### The request
Retype all the records with nothing changed.

### Dataset entries

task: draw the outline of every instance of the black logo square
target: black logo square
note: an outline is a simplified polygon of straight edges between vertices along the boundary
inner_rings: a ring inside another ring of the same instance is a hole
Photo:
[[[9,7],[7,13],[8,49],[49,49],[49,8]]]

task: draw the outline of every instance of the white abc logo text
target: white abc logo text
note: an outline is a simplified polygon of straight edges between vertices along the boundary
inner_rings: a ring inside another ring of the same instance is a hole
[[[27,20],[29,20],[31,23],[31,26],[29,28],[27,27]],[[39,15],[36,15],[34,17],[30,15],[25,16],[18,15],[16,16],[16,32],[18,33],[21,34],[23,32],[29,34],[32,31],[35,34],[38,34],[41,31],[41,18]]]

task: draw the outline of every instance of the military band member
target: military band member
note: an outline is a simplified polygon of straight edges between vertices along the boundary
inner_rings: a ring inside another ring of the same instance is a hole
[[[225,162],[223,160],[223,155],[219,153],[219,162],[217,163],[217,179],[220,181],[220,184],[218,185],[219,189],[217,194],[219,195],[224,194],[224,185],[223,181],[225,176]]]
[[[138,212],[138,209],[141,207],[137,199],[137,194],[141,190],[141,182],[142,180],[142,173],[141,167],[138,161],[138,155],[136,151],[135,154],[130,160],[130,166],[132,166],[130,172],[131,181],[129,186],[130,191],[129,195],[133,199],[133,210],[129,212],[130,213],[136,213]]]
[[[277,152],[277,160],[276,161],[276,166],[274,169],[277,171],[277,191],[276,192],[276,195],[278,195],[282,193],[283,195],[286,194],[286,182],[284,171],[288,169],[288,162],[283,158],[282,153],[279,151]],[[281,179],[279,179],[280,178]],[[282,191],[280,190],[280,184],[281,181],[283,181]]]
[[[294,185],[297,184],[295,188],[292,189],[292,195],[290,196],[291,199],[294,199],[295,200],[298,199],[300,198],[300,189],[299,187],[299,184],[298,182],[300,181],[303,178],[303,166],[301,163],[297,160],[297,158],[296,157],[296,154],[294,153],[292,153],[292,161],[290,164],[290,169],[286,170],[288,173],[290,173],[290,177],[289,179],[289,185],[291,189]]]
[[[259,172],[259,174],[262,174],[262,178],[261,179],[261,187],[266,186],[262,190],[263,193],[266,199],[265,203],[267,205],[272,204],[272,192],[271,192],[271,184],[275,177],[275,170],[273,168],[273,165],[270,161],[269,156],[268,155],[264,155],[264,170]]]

### Written solution
task: draw the outline of every instance of the black logo square
target: black logo square
note: an outline is a simplified polygon of straight edges between vertices along the boundary
inner_rings: a ring inside another ring of the same instance is a hole
Photo:
[[[9,7],[7,13],[8,49],[49,49],[49,8]]]

task: draw the outline of every instance of the white abc logo text
target: white abc logo text
note: an outline is a simplified polygon of straight edges between vertices along the boundary
inner_rings: a ring inside another ring of the same instance is a hole
[[[27,20],[29,20],[31,23],[31,26],[29,28],[27,27]],[[39,15],[36,15],[34,17],[30,15],[25,16],[18,15],[16,16],[16,32],[18,33],[21,34],[23,32],[29,34],[32,31],[35,34],[38,34],[41,31],[41,18]]]

task: draw the outline of every instance of the military band member
target: military band member
note: an outline is a simplified polygon of straight edges between vertices along the boundary
inner_rings: a ring inside another ring of the same instance is a hole
[[[225,162],[223,160],[223,155],[219,153],[219,162],[217,163],[217,179],[220,181],[220,184],[218,185],[219,189],[217,194],[219,195],[224,194],[224,185],[223,181],[225,176]]]
[[[138,212],[138,209],[141,207],[137,199],[137,194],[141,190],[141,182],[142,180],[142,173],[141,167],[138,161],[138,155],[136,151],[135,154],[130,160],[130,166],[132,166],[130,172],[131,181],[129,186],[130,191],[129,195],[133,199],[133,210],[129,212],[130,213],[136,213]]]
[[[277,152],[277,160],[276,161],[276,166],[274,169],[277,171],[277,191],[276,192],[276,195],[278,195],[282,193],[283,195],[286,194],[286,182],[284,171],[288,169],[288,162],[283,158],[282,153],[279,151]],[[281,179],[279,179],[280,178]],[[282,191],[280,190],[280,184],[281,181],[283,181]]]
[[[294,185],[297,184],[295,188],[292,189],[292,195],[290,196],[291,199],[294,199],[295,200],[298,199],[300,198],[300,189],[299,187],[299,184],[298,182],[300,181],[303,178],[303,166],[301,163],[297,160],[297,158],[296,157],[296,154],[294,153],[292,153],[292,161],[290,164],[290,169],[286,170],[288,173],[290,173],[290,177],[289,179],[289,185],[291,189]]]
[[[259,172],[259,174],[262,174],[262,178],[261,179],[261,187],[266,186],[262,190],[263,193],[266,199],[265,203],[267,205],[272,204],[272,192],[271,192],[271,184],[275,177],[275,170],[273,168],[273,165],[270,161],[269,156],[268,155],[264,155],[264,170]]]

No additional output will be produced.